- _TASK REQUIREMENTS_: Having located "Question. For every instance of the puppy in", write out its line and the remaining lines of the material exactly, the last one included, but not the pictures.

- _DATA EXTRACTS_:
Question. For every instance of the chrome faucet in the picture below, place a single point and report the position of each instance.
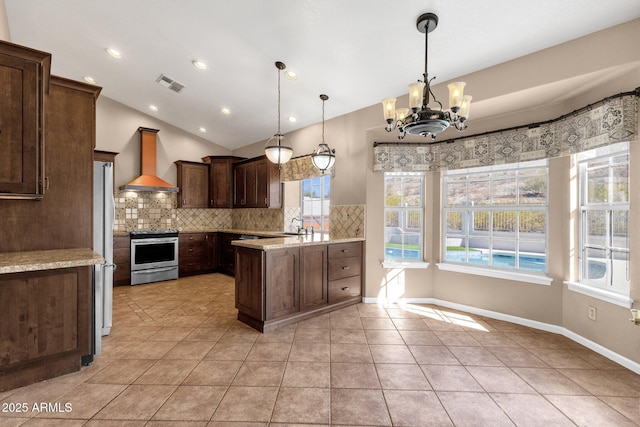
(300, 227)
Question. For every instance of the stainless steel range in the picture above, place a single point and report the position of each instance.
(154, 256)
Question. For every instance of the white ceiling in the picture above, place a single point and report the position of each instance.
(356, 51)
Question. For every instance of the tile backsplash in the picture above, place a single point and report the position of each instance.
(346, 221)
(145, 210)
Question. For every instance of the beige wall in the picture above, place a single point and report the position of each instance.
(4, 23)
(536, 87)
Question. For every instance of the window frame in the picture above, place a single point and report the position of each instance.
(403, 261)
(492, 236)
(310, 220)
(610, 153)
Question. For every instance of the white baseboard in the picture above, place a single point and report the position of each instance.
(609, 354)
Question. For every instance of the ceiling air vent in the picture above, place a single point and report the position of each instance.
(168, 82)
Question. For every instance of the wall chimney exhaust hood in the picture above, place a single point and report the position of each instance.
(148, 180)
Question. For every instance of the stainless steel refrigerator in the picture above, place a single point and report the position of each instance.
(103, 224)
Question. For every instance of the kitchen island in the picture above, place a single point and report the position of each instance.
(284, 280)
(45, 320)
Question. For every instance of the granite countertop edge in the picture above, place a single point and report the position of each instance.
(20, 262)
(294, 241)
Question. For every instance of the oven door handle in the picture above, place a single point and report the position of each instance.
(148, 241)
(154, 270)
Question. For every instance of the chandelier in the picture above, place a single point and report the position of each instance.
(324, 157)
(419, 118)
(277, 149)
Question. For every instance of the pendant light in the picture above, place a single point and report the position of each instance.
(324, 157)
(277, 149)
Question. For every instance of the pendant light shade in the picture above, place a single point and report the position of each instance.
(277, 149)
(324, 157)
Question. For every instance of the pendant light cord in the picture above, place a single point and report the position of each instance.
(279, 104)
(323, 121)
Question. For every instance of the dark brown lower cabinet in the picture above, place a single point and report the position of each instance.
(122, 260)
(46, 328)
(313, 277)
(283, 282)
(282, 286)
(197, 253)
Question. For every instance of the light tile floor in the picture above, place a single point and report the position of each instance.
(177, 356)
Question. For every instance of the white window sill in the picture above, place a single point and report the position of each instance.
(601, 294)
(537, 279)
(404, 265)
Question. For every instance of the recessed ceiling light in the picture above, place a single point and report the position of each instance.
(114, 52)
(199, 64)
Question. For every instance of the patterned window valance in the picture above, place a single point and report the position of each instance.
(300, 168)
(615, 119)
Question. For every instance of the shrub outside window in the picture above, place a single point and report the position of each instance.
(403, 217)
(604, 218)
(497, 216)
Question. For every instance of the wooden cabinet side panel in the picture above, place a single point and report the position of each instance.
(64, 217)
(122, 260)
(313, 277)
(282, 283)
(15, 333)
(250, 282)
(45, 314)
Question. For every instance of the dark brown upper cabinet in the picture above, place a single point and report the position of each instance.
(193, 181)
(24, 80)
(221, 180)
(256, 184)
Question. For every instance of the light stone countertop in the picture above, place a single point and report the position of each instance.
(18, 262)
(293, 241)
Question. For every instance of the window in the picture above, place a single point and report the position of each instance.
(315, 203)
(497, 216)
(604, 218)
(403, 216)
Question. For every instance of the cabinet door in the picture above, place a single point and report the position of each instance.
(21, 122)
(262, 184)
(251, 186)
(220, 184)
(213, 260)
(239, 186)
(193, 181)
(282, 283)
(313, 277)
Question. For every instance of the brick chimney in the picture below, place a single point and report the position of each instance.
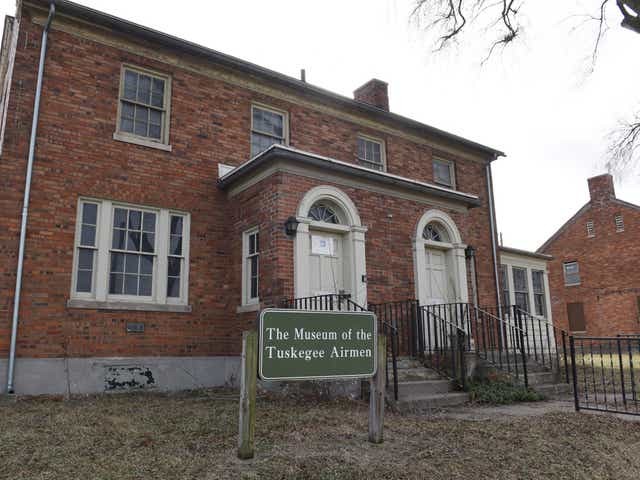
(374, 92)
(601, 188)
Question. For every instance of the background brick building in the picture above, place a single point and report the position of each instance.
(195, 184)
(594, 275)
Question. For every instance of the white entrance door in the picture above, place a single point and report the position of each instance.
(436, 276)
(326, 267)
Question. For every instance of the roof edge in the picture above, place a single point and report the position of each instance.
(124, 26)
(283, 152)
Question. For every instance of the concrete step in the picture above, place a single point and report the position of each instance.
(541, 378)
(424, 387)
(407, 363)
(430, 402)
(554, 390)
(421, 373)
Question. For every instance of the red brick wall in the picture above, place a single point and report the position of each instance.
(210, 122)
(609, 265)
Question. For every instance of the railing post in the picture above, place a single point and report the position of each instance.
(564, 351)
(572, 349)
(523, 351)
(624, 394)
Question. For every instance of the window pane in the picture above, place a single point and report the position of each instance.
(155, 131)
(130, 84)
(146, 264)
(442, 172)
(175, 245)
(176, 225)
(120, 218)
(116, 283)
(157, 93)
(88, 235)
(144, 89)
(148, 240)
(118, 239)
(134, 219)
(133, 241)
(83, 283)
(174, 267)
(131, 263)
(268, 122)
(130, 284)
(149, 222)
(85, 259)
(89, 213)
(117, 262)
(145, 285)
(173, 287)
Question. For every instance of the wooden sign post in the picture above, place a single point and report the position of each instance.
(311, 345)
(248, 373)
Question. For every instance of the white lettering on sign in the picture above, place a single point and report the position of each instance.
(322, 245)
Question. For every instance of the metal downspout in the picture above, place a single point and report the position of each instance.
(494, 250)
(25, 205)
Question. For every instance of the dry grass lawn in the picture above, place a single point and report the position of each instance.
(194, 435)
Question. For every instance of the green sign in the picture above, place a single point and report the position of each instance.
(303, 345)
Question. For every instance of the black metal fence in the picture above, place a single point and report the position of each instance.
(606, 373)
(446, 344)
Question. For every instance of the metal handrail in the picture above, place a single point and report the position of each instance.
(439, 350)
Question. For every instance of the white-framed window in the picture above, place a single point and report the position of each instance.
(268, 127)
(371, 153)
(143, 105)
(571, 273)
(504, 283)
(130, 253)
(591, 229)
(250, 266)
(539, 304)
(444, 172)
(520, 288)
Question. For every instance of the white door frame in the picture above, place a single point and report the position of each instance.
(455, 257)
(353, 243)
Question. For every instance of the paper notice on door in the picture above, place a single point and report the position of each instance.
(322, 245)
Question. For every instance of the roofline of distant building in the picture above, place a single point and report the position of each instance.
(64, 7)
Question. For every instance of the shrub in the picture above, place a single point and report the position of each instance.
(501, 392)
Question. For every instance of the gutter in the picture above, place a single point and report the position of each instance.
(300, 157)
(25, 204)
(494, 248)
(156, 37)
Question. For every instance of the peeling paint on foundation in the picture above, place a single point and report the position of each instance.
(128, 377)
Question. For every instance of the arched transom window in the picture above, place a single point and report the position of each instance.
(321, 212)
(435, 233)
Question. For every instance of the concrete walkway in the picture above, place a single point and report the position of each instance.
(516, 410)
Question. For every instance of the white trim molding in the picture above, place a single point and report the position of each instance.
(352, 229)
(455, 251)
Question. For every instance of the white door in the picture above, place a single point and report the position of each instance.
(326, 266)
(436, 276)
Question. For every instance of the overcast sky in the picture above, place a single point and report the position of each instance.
(534, 102)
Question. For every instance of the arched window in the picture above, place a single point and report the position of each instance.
(322, 212)
(435, 233)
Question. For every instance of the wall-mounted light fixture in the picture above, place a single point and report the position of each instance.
(291, 226)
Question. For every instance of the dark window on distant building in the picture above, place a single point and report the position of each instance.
(575, 314)
(571, 273)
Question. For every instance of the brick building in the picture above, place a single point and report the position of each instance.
(176, 190)
(594, 275)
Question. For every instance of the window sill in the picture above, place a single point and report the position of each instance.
(252, 307)
(136, 306)
(123, 137)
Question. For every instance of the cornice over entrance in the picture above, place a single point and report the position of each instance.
(279, 158)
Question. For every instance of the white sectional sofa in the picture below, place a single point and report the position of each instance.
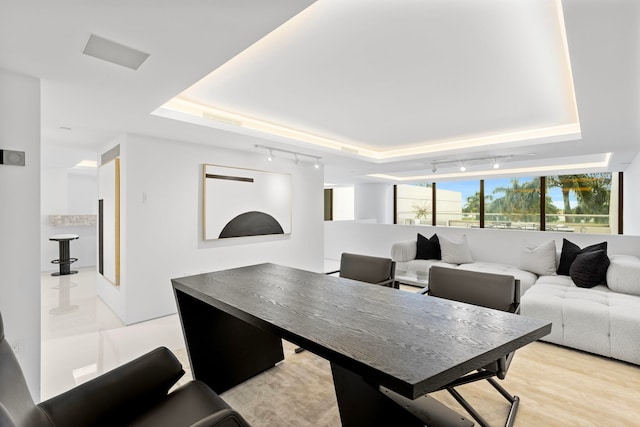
(604, 319)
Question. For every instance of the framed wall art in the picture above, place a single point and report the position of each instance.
(245, 202)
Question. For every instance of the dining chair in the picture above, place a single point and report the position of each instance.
(496, 291)
(139, 393)
(366, 268)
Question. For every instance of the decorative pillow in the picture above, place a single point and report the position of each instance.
(623, 274)
(428, 248)
(589, 269)
(570, 251)
(540, 260)
(455, 252)
(403, 251)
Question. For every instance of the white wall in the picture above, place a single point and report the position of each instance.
(20, 222)
(161, 217)
(67, 192)
(374, 202)
(490, 245)
(631, 208)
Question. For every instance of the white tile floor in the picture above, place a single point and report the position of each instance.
(82, 337)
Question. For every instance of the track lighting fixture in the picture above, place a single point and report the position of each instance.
(296, 155)
(463, 164)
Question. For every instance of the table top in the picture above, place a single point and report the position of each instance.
(410, 343)
(59, 237)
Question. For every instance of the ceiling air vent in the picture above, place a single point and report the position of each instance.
(113, 52)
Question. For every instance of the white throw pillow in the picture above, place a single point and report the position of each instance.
(403, 251)
(455, 252)
(623, 274)
(540, 260)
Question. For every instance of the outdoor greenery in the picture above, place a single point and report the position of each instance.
(520, 201)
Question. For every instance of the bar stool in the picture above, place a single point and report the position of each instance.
(65, 259)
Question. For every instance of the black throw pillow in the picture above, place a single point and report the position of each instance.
(590, 269)
(428, 248)
(570, 251)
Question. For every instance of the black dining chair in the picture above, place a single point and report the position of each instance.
(134, 394)
(496, 291)
(365, 268)
(369, 269)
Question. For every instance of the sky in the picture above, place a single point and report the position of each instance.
(469, 188)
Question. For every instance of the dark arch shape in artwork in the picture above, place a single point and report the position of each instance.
(251, 224)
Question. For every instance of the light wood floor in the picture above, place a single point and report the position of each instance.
(557, 386)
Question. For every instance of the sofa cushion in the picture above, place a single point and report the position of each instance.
(623, 274)
(419, 267)
(455, 252)
(589, 269)
(597, 320)
(428, 248)
(570, 251)
(540, 260)
(404, 251)
(527, 279)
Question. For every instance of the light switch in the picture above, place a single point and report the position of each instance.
(10, 157)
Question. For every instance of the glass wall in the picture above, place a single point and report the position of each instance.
(458, 203)
(413, 204)
(512, 203)
(583, 203)
(341, 207)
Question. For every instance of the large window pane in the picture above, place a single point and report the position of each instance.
(458, 203)
(582, 202)
(512, 203)
(413, 204)
(343, 203)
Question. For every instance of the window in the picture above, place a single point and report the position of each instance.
(414, 204)
(512, 203)
(582, 203)
(458, 203)
(342, 204)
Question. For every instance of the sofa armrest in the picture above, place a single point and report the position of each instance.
(121, 392)
(404, 251)
(222, 418)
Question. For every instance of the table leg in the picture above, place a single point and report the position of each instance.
(223, 350)
(362, 404)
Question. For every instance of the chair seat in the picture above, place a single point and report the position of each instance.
(182, 407)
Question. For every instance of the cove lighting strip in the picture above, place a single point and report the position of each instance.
(198, 112)
(492, 172)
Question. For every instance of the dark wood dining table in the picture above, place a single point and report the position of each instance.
(388, 348)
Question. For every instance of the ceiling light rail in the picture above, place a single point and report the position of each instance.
(463, 164)
(297, 157)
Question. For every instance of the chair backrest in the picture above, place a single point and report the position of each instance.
(497, 291)
(16, 404)
(368, 269)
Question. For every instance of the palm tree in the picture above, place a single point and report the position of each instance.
(566, 183)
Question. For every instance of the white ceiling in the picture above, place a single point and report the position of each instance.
(369, 75)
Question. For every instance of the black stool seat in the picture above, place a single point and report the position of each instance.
(65, 259)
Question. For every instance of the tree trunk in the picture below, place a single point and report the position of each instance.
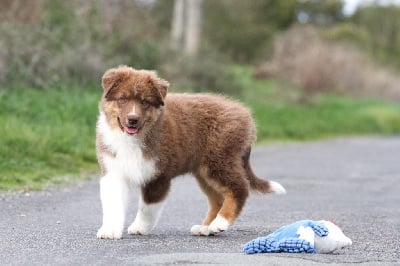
(193, 26)
(177, 25)
(186, 26)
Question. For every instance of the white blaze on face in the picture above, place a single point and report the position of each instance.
(135, 110)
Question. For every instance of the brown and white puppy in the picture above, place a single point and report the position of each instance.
(146, 138)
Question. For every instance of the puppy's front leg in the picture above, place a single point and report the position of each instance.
(146, 218)
(150, 206)
(114, 198)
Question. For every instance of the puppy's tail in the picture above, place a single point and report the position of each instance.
(260, 185)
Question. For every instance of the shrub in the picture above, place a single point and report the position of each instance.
(302, 57)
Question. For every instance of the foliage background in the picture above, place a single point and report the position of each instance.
(306, 71)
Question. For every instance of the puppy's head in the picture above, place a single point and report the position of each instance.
(132, 99)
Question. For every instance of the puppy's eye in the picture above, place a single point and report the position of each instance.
(145, 104)
(123, 100)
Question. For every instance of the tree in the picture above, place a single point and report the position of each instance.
(186, 26)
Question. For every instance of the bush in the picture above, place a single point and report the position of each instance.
(206, 72)
(74, 40)
(302, 57)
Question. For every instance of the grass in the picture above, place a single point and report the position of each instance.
(47, 136)
(281, 116)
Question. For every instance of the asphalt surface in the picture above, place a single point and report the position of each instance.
(354, 182)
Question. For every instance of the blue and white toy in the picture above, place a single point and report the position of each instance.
(305, 236)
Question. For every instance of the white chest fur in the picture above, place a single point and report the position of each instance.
(128, 162)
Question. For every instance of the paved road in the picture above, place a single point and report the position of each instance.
(354, 182)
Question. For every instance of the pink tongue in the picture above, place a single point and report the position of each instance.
(131, 130)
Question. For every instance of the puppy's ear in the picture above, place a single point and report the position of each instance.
(160, 86)
(112, 78)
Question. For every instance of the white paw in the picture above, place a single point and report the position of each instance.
(139, 228)
(200, 230)
(277, 188)
(218, 225)
(106, 232)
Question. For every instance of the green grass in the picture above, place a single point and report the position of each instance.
(281, 116)
(48, 137)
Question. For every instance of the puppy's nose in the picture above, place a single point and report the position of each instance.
(133, 120)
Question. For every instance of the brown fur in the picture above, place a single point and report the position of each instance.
(207, 135)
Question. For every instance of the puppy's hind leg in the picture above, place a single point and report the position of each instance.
(150, 205)
(233, 189)
(215, 200)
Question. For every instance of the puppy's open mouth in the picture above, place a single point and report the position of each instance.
(131, 130)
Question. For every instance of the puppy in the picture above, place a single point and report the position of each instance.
(145, 138)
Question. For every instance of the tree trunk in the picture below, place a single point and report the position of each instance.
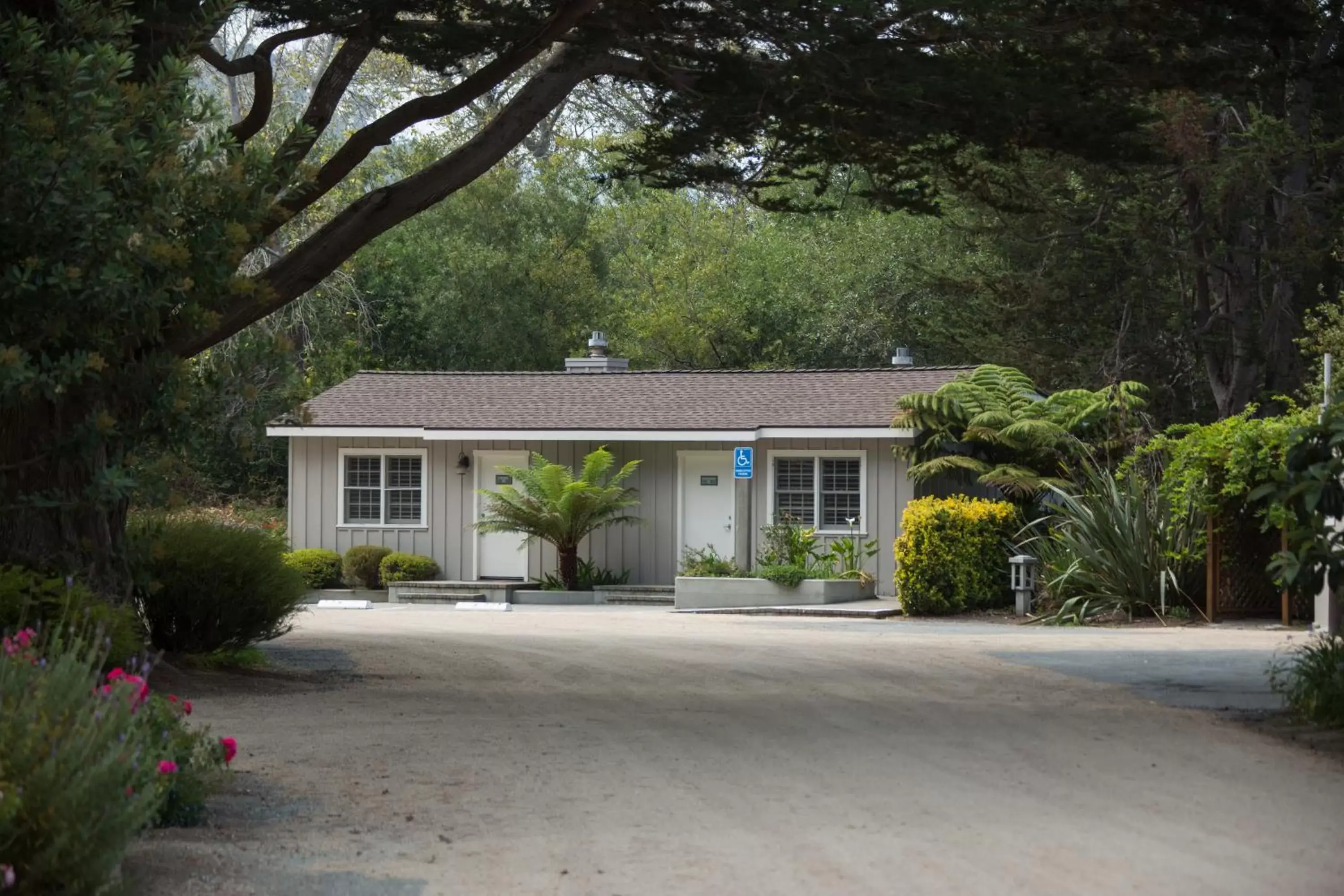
(58, 515)
(570, 567)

- _RESULT_:
Question. For every instance of the puppy in the picture above, place a single point and report the position of each instance.
(145, 138)
Question. For every instance of the tree trunk in the picture below, place a single point and report the position of each instance.
(58, 515)
(570, 567)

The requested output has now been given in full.